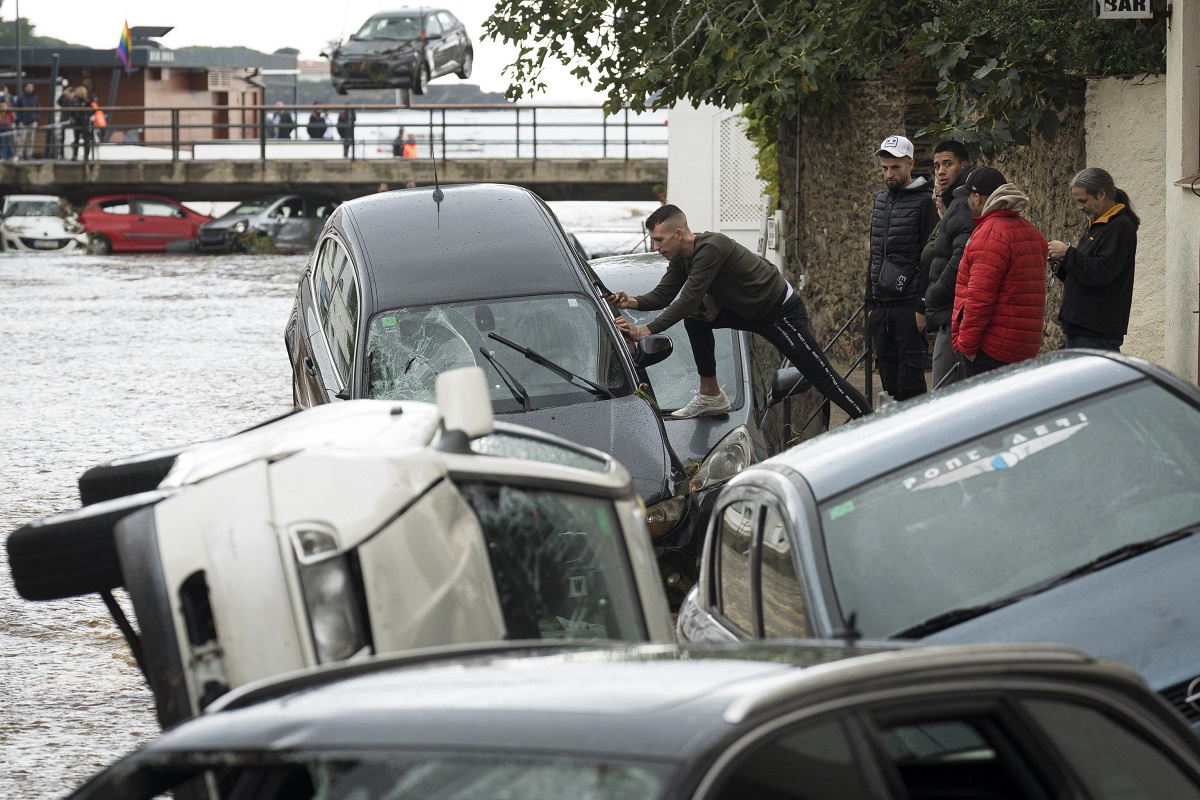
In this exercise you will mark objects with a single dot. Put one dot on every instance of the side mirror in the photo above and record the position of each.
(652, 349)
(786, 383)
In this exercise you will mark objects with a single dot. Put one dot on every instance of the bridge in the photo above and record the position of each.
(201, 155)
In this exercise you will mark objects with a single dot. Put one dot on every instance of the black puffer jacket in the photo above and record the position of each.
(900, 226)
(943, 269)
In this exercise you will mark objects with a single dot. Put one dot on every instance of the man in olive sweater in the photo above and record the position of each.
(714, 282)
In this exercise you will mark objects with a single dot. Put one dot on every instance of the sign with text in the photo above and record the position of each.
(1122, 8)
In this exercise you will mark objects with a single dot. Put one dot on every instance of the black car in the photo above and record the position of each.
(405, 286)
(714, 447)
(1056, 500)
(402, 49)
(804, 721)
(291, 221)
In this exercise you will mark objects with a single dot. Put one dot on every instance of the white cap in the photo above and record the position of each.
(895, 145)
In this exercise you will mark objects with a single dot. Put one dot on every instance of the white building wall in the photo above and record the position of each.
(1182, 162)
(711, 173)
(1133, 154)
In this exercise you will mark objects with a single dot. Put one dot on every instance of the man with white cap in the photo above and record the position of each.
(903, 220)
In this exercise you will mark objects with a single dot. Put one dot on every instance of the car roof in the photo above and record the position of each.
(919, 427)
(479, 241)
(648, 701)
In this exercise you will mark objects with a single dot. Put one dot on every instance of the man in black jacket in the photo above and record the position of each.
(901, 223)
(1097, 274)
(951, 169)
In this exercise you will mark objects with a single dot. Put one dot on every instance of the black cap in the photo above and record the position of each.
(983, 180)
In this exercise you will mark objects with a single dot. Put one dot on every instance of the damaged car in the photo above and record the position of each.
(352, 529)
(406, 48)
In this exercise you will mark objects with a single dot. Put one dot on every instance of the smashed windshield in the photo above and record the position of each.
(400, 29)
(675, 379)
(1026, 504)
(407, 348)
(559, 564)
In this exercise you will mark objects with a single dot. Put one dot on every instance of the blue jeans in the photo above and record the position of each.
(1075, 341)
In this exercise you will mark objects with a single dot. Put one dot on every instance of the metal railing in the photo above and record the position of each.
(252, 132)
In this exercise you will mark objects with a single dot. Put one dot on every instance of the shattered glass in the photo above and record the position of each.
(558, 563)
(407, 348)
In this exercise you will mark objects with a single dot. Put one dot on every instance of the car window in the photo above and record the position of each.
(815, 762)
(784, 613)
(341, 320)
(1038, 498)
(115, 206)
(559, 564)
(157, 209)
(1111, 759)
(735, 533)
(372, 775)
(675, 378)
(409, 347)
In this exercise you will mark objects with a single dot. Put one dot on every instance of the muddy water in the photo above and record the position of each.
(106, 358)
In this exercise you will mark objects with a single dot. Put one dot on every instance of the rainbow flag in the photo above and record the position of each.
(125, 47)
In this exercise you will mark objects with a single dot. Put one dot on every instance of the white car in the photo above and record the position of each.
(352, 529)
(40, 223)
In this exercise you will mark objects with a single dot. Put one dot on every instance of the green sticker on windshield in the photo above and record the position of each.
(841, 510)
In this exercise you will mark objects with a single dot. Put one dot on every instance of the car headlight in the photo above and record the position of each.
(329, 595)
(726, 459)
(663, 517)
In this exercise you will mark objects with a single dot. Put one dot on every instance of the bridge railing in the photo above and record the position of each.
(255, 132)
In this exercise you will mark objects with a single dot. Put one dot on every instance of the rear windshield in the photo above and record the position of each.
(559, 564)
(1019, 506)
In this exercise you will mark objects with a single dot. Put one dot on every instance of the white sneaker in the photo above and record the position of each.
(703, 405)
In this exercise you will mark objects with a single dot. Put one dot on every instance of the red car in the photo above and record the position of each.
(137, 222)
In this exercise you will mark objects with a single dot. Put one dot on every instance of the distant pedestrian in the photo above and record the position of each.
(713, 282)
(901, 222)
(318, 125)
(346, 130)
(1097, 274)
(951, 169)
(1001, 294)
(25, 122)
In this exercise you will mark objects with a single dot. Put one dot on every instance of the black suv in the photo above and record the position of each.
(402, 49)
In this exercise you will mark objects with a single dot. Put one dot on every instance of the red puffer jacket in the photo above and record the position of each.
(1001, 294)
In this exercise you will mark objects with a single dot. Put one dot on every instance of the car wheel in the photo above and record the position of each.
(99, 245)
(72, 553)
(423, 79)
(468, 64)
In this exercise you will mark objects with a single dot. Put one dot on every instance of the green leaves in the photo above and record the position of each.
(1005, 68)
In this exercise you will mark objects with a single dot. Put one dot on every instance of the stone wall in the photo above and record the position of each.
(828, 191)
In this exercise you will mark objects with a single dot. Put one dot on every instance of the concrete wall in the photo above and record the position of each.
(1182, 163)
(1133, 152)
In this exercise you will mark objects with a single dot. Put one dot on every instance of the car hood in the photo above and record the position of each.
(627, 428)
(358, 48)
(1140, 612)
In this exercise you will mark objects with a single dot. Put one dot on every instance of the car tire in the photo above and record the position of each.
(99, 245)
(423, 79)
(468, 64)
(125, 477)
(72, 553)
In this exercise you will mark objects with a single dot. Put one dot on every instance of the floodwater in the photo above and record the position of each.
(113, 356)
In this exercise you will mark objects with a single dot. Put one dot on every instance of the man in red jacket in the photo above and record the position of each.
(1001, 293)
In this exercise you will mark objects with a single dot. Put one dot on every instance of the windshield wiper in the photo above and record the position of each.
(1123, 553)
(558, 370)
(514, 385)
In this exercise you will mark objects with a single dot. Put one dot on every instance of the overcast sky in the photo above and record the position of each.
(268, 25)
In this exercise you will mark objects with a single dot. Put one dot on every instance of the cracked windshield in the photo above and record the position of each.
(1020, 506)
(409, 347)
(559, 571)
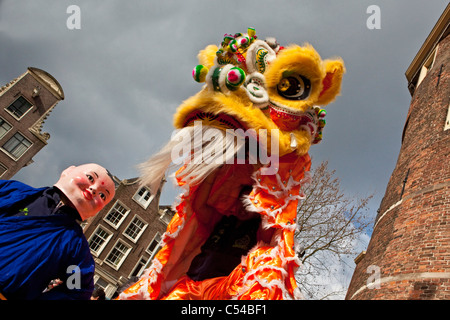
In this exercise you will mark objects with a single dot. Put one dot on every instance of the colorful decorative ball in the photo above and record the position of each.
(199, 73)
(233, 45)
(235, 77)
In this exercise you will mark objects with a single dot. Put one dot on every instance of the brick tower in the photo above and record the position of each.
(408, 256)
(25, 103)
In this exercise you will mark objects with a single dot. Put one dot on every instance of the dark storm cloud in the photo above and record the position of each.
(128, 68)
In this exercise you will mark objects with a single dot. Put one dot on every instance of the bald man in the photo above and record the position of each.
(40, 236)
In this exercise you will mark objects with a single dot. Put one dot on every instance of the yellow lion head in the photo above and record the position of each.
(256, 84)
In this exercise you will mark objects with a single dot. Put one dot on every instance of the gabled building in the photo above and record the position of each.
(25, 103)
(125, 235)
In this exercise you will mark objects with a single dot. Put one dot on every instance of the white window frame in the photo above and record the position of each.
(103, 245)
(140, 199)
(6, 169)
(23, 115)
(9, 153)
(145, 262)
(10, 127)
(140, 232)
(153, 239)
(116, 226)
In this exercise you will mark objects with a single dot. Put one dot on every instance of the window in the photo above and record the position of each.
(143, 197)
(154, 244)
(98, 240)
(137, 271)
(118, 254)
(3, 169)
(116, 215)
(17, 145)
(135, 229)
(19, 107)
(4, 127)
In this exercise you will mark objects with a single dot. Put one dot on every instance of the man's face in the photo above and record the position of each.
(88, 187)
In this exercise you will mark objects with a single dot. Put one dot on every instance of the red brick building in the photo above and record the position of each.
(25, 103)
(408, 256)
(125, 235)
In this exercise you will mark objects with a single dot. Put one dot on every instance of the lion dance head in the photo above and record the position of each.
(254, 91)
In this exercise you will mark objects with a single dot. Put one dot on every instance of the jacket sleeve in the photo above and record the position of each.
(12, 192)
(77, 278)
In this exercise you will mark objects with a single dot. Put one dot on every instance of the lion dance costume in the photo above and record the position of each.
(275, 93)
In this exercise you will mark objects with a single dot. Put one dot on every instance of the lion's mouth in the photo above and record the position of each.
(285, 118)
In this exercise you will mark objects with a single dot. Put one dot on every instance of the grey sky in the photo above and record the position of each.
================
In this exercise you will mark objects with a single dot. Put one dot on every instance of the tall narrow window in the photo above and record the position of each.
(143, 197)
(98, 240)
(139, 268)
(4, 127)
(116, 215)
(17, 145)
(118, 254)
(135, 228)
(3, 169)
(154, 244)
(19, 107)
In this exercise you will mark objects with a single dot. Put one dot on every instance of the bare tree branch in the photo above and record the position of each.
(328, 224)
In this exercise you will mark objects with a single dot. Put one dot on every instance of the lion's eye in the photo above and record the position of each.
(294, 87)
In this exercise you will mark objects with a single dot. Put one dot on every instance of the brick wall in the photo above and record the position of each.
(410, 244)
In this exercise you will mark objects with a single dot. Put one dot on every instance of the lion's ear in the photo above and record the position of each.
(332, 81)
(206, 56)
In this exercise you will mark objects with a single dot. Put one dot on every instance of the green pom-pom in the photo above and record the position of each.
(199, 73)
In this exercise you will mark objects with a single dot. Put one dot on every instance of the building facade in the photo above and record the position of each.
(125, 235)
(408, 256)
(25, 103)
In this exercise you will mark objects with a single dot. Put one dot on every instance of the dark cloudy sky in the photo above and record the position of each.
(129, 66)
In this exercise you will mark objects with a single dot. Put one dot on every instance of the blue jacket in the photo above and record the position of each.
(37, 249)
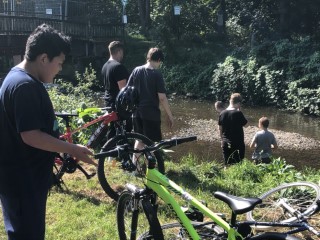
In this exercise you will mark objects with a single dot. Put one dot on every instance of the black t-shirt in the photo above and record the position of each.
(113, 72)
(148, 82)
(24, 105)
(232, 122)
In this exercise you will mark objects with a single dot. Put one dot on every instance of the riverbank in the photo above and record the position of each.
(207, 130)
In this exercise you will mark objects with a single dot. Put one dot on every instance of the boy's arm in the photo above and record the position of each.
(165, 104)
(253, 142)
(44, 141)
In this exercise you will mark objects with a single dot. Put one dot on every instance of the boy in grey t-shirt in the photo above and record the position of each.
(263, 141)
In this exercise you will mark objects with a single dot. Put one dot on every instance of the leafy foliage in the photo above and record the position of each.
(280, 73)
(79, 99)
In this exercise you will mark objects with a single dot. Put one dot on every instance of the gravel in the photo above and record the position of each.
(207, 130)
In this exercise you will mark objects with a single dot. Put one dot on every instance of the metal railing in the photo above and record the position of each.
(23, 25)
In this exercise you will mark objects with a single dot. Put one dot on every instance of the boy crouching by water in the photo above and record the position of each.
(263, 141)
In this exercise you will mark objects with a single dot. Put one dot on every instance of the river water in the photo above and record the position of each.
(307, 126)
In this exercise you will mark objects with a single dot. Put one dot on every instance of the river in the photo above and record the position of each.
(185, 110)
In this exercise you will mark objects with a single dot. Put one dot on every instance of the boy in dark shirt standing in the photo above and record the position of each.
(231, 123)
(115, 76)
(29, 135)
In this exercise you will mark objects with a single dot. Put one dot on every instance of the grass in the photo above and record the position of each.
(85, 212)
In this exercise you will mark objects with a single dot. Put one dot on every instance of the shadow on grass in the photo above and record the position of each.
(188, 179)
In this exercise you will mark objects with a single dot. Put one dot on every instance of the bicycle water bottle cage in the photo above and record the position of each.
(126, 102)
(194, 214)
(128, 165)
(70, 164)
================
■ Exercise details:
Output the rows starting at the line that contains "the blue jeans" and ending after the line that contains "(1075, 341)", copying each one character for character.

■ Final result:
In this exercise you will mark objects with a single dot. Put one dot on every instance of the blue jeans in the photo above and record the position of each.
(1075, 341)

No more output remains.